EXERCISE DETAILS =>
Your task is to transcribe the entries below exactly, beginning with the line containing "[locate] hazy distant hill (one point each)" and ending with the final line, and to add nothing else.
[start DATA LINES]
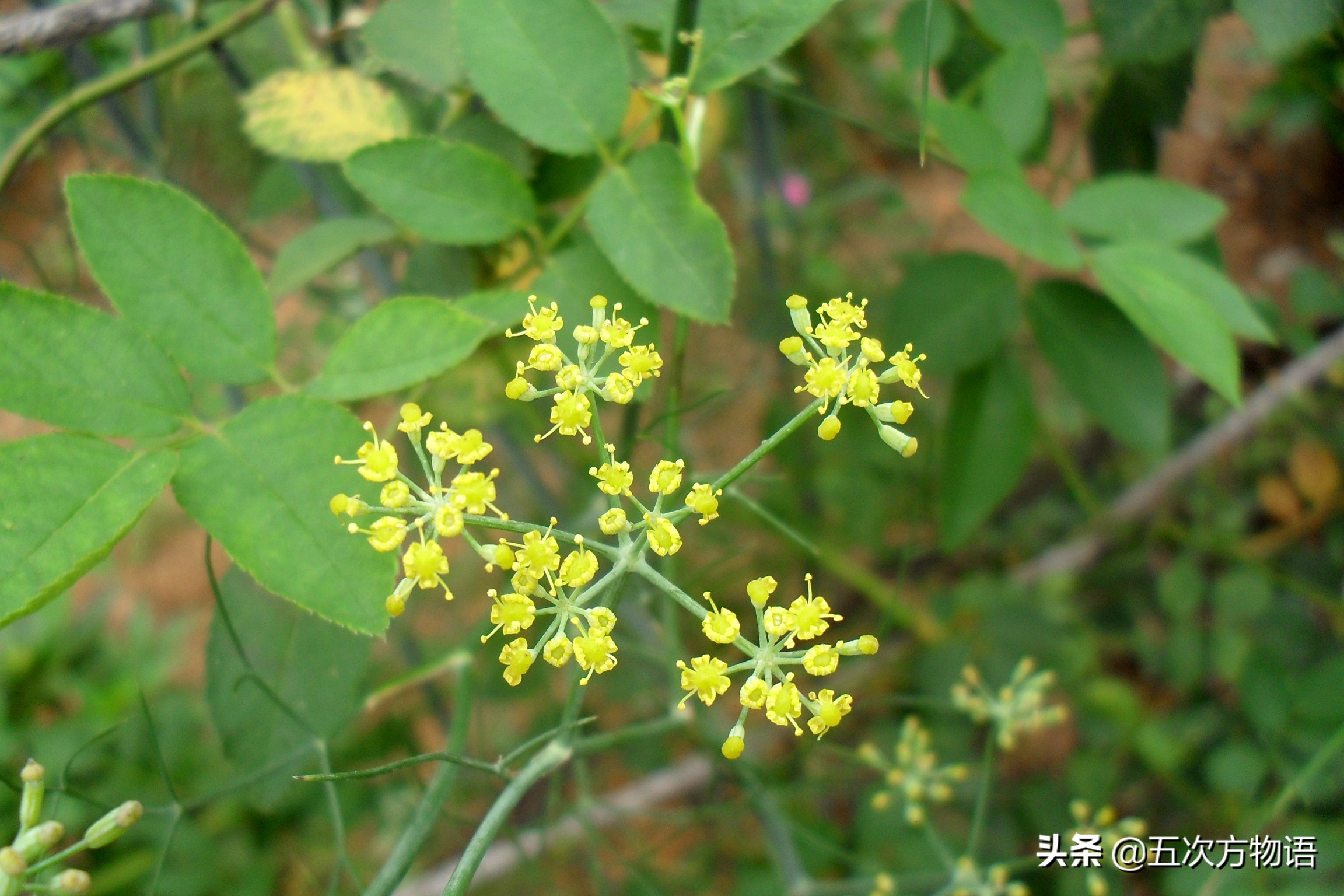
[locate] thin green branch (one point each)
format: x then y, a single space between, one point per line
111 83
554 755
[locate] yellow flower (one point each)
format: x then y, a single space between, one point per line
613 522
472 447
754 692
413 419
541 324
618 388
810 614
540 554
448 522
784 704
596 653
613 477
721 626
705 500
863 387
546 358
378 460
640 363
570 414
601 621
777 622
821 659
666 477
828 711
387 534
663 536
760 590
558 650
516 660
396 495
425 564
512 613
578 569
474 492
705 679
825 378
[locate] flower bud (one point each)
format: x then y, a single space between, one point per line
34 788
72 881
113 825
760 590
799 313
793 349
39 839
11 863
900 441
894 411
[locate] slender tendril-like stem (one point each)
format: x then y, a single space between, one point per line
542 765
111 83
980 817
432 804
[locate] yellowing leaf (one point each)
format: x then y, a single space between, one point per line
321 116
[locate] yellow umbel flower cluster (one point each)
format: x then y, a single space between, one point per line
576 379
916 775
971 880
841 373
436 513
769 685
540 574
1111 830
1016 710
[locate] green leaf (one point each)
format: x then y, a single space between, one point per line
1104 363
418 39
1142 207
551 70
972 139
261 487
1152 30
956 308
574 276
909 36
1284 26
448 192
501 308
1181 321
1037 22
1202 278
72 366
1020 216
310 664
742 36
988 441
323 114
1016 97
68 500
321 247
401 343
175 273
662 237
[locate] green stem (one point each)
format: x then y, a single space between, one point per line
432 804
111 83
543 764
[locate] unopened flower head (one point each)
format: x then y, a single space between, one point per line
839 367
1016 708
913 774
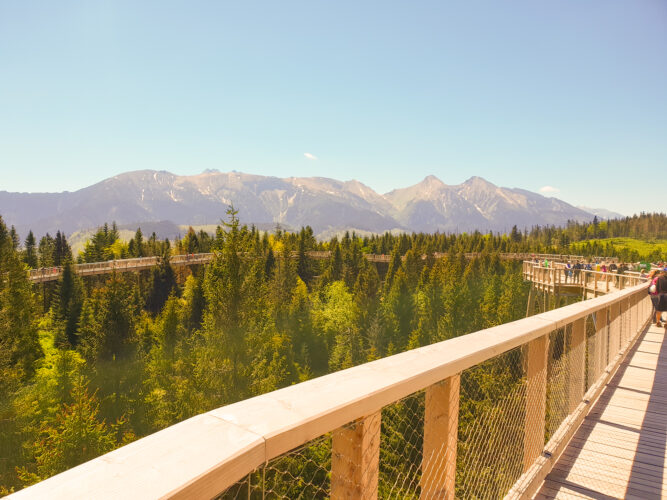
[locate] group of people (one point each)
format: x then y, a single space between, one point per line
658 292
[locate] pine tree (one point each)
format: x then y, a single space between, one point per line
30 255
69 301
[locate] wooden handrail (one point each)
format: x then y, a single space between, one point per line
204 455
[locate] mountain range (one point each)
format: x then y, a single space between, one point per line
327 205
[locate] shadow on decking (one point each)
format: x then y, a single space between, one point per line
646 476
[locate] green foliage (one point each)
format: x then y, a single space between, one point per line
121 355
76 435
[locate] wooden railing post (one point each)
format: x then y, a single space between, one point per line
577 369
615 329
441 422
623 321
355 459
600 341
536 399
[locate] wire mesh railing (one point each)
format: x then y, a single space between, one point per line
473 417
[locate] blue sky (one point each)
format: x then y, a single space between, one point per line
567 94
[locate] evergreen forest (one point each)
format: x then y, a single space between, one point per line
89 364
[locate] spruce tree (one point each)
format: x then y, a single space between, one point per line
30 254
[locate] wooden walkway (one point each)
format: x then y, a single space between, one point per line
620 450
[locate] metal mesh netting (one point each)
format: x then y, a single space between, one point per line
492 417
508 408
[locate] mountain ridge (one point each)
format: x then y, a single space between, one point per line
327 205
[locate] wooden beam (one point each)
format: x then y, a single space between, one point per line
355 459
536 399
577 368
441 422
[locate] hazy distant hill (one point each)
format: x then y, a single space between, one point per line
327 205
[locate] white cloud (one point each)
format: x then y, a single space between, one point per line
549 190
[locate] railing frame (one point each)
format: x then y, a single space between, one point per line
206 454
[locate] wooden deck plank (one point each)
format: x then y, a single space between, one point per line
620 450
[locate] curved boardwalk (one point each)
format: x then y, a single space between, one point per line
620 450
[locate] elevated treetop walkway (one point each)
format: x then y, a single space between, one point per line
485 415
45 274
[end DATA LINES]
SOLUTION FOR THIS EXERCISE =>
[locate] hazy distant hill (one point each)
format: x then y, a single space between, one point per line
327 205
[locate] white cloud (one point each)
format: x then y, a single space between, one point per line
549 190
[locate] railing frame (one point each)
format: x then y, a single space between, one point per line
206 454
[locate] wooden deck plank (one point each)
format: x then y, a single space between, one point per line
620 450
[locate] curved boardwalk (one point each)
format: x then y, a single space between, one point per line
620 450
[locate] elevated treetop walkway (one point each)
format: x then y, a single space between, one point per line
485 415
45 274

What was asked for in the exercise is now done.